Observation data (J2000.0 epoch)
- Constellation: Pegasus
- Right ascension: 22^{h} 36^{m} 03.4^{s}
- Declination: +33° 56′ 53″
- Redshift: 786 ± 20 km/s
- Distance: 39 million ly (12 Mpc)
- Apparent magnitude (V): +13.2
- Apparent magnitude (B): 13.8
- Absolute magnitude (V): −17.8
- Absolute magnitude (B): −16.6
- magnitude (J): 11.2
- magnitude (H): 9.8
- magnitude (K): 9.5

Characteristics
- Type: SA(s)d
- Size: 9.56 kiloparsecs (31,170 light-years) (diameter; 25.0 mag/arcsec^{2} B-band isophote)
- Apparent size (V): 2.2′ × 1.2′
- Notable features: Foreground projection on Stephan's Quintet

Other designations
- UGC 12101, PGC 69270, Arp 319, HCG 092A

= NGC 7320 =

Galaxy in the constellation Pegasus

NGC 7320 is an unbarred spiral galaxy located approximately 39 million light-years away in the constellation Pegasus. It was discovered on 27 September 1873 by the French astronomer Édouard Stephan.

▸ WHAT YOU NEED TO DO:
A: Duplicate the part of the NGC 7320 passage starting with "Characteristics" and going on through "astronomer Édouard Stephan.".
B: Answer these questions using the NGC 7320 passage:
(i) In which constellation does NGC 7320 lie?
(ii) Who discovered NGC 7320, and on what date?
(iii) What notable feature is listed for the galaxy?
C: Resume the NGC 7320 passage where it stops, and continue writing about the galaxy.

(Data records)
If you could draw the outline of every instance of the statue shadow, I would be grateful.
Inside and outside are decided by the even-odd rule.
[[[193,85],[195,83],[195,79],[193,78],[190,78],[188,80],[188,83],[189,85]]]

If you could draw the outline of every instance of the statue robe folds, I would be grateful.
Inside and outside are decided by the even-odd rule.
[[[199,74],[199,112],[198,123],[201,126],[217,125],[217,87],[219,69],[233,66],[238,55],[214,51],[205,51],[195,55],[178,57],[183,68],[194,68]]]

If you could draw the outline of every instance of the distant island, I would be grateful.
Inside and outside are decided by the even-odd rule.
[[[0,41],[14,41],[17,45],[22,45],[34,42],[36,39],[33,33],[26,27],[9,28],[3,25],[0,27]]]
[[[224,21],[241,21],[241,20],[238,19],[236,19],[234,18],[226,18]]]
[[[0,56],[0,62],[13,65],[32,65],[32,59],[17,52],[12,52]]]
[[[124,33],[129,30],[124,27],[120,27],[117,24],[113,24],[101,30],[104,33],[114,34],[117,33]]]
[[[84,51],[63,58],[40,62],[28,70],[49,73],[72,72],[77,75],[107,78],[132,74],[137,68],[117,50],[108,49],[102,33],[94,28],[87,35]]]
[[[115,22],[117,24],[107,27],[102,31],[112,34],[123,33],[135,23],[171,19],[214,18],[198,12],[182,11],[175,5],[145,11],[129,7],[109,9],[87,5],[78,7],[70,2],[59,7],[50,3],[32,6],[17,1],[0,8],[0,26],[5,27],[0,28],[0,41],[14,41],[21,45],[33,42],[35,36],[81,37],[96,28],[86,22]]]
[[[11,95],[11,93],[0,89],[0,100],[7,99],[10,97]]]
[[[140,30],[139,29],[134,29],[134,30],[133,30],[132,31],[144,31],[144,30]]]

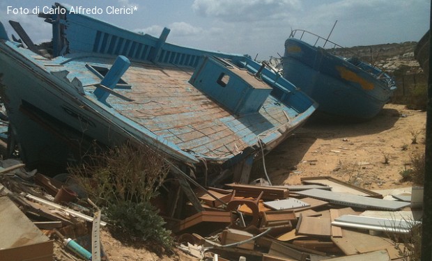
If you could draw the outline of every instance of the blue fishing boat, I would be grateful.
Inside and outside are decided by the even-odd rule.
[[[302,40],[307,36],[314,38],[313,45]],[[396,88],[393,79],[354,56],[333,55],[320,42],[342,48],[307,31],[292,31],[285,42],[284,77],[315,100],[324,114],[353,120],[376,116]]]
[[[53,32],[43,47],[19,24],[15,40],[0,26],[10,143],[28,165],[61,167],[79,160],[93,141],[130,141],[194,173],[214,165],[217,175],[247,173],[242,166],[290,136],[317,106],[248,56],[180,47],[166,42],[168,29],[155,38],[54,8],[63,11],[43,15]]]

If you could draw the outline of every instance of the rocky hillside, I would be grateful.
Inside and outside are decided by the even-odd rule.
[[[417,42],[383,44],[369,46],[356,46],[350,48],[335,49],[334,54],[360,59],[377,65],[392,74],[403,68],[406,71],[420,73],[419,63],[414,57]],[[396,72],[397,74],[397,72]]]
[[[381,68],[394,77],[398,89],[393,103],[407,104],[412,109],[426,109],[427,77],[414,56],[417,42],[357,46],[334,49],[334,54],[357,56]]]

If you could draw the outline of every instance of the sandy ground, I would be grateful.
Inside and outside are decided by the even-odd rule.
[[[369,189],[410,187],[400,181],[400,172],[409,168],[413,155],[424,153],[425,127],[425,112],[397,104],[387,104],[376,118],[360,123],[311,120],[265,157],[266,169],[273,184],[331,176]],[[417,143],[412,144],[415,137]],[[262,174],[262,167],[257,168]],[[196,260],[180,251],[158,257],[124,245],[106,231],[102,240],[111,261]]]
[[[410,187],[400,173],[424,153],[425,131],[426,112],[400,104],[364,122],[311,120],[266,156],[266,167],[273,184],[331,176],[368,189]]]

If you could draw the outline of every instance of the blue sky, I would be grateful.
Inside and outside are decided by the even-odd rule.
[[[291,29],[327,36],[344,47],[418,41],[429,27],[429,0],[65,0],[62,3],[100,8],[91,15],[121,27],[158,36],[171,29],[167,42],[248,54],[266,59],[283,55]],[[20,22],[36,42],[49,40],[49,24],[34,15],[7,13],[7,7],[40,9],[54,1],[0,1],[0,21]],[[107,6],[137,6],[132,15],[109,15]]]

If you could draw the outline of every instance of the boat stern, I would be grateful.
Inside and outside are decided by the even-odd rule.
[[[0,39],[3,40],[9,40],[8,38],[8,33],[6,32],[6,29],[5,29],[4,26],[0,22]]]

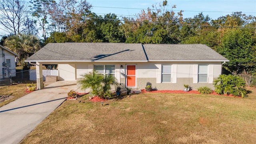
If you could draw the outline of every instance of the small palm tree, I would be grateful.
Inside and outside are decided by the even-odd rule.
[[[4,46],[19,56],[22,69],[29,69],[24,60],[41,47],[39,39],[33,35],[18,34],[10,36],[4,40]]]
[[[82,90],[90,88],[92,94],[100,97],[111,96],[111,86],[118,84],[116,78],[113,75],[104,76],[95,70],[82,76],[84,78],[78,81],[81,85],[80,88]]]
[[[99,95],[99,92],[101,91],[100,89],[102,88],[101,84],[104,79],[103,75],[93,70],[82,76],[84,78],[78,81],[78,83],[81,84],[81,89],[85,90],[90,88],[92,94],[95,96]]]

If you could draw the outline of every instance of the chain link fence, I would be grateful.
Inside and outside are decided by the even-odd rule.
[[[244,79],[246,84],[248,86],[256,86],[256,76],[243,74],[238,74],[237,75]]]
[[[16,74],[16,76],[15,76]],[[29,70],[16,70],[16,72],[10,72],[2,76],[3,78],[0,80],[0,86],[10,85],[12,83],[18,83],[16,80],[29,80]]]

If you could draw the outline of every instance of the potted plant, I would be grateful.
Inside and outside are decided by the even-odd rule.
[[[184,92],[188,92],[190,90],[191,88],[188,84],[184,84],[183,86],[184,86]]]
[[[121,94],[121,87],[120,86],[117,87],[116,93],[118,96],[120,96],[120,94]]]
[[[132,90],[131,88],[126,88],[126,90],[127,91],[127,95],[130,95],[131,94],[131,90]]]
[[[147,85],[145,87],[145,89],[146,89],[146,91],[148,92],[150,92],[151,91],[151,89],[152,89],[152,87],[150,85]]]
[[[31,87],[36,88],[36,84],[33,84],[33,82],[31,84],[27,84],[27,88],[29,89]]]
[[[27,91],[32,92],[36,90],[36,84],[27,84]]]
[[[76,100],[77,98],[77,94],[73,90],[68,92],[68,96],[67,99]]]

▸ ANSWERS TO THE PROBLEMS:
A:
Characteristics
- Type: SA(s)d
- Size: 9.56 kiloparsecs (31,170 light-years) (diameter; 25.0 mag/arcsec^{2} B-band isophote)
- Apparent size (V): 2.2′ × 1.2′
- Notable features: Foreground projection on Stephan's Quintet

Other designations
- UGC 12101, PGC 69270, Arp 319, HCG 092A

= NGC 7320 =

Galaxy in the constellation Pegasus

NGC 7320 is an unbarred spiral galaxy located approximately 39 million light-years away in the constellation Pegasus. It was discovered on 27 September 1873 by the French astronomer Édouard Stephan.

B:
(i) Pegasus
(ii) The French astronomer Édouard Stephan, on 27 September 1873
(iii) Foreground projection on Stephan's Quintet

C:
While visually grouped as the brightest apparent member of Stephan's Quintet (Hickson Compact Group 92), NGC 7320 is not gravitationally associated with the core interacting cluster. It is instead a foreground projection positioned along the same line of sight from Earth, lying at roughly one-seventh the distance of the background group.

== Observational history ==
Historically, the spatial location of NGC 7320 was a central point of contention in the mid-20th century cosmic distance scale debate. Spectroscopic observations obtained by Geoffrey and Margaret Burbidge in 1961 revealed a discordant heliocentric redshift of 786 km/s for NGC 7320, contrasted against the ~6,600 km/s velocities of the surrounding members. Anomalous redshift proponents argued this indicated physical proximity with non-cosmological redshift factors. However, high-resolution imaging from the Hubble Space Telescope successfully resolved individual population I stars and localized interstellar dust within NGC 7320—confirming its proximity as a foreground silhouette.

== Group membership ==
Based on its distance and spatial velocity, NGC 7320 is classified as a physical member of the nearby NGC 7331 Group (Deer Lick Group), centered around the isolated unbarred spiral galaxy NGC 7331.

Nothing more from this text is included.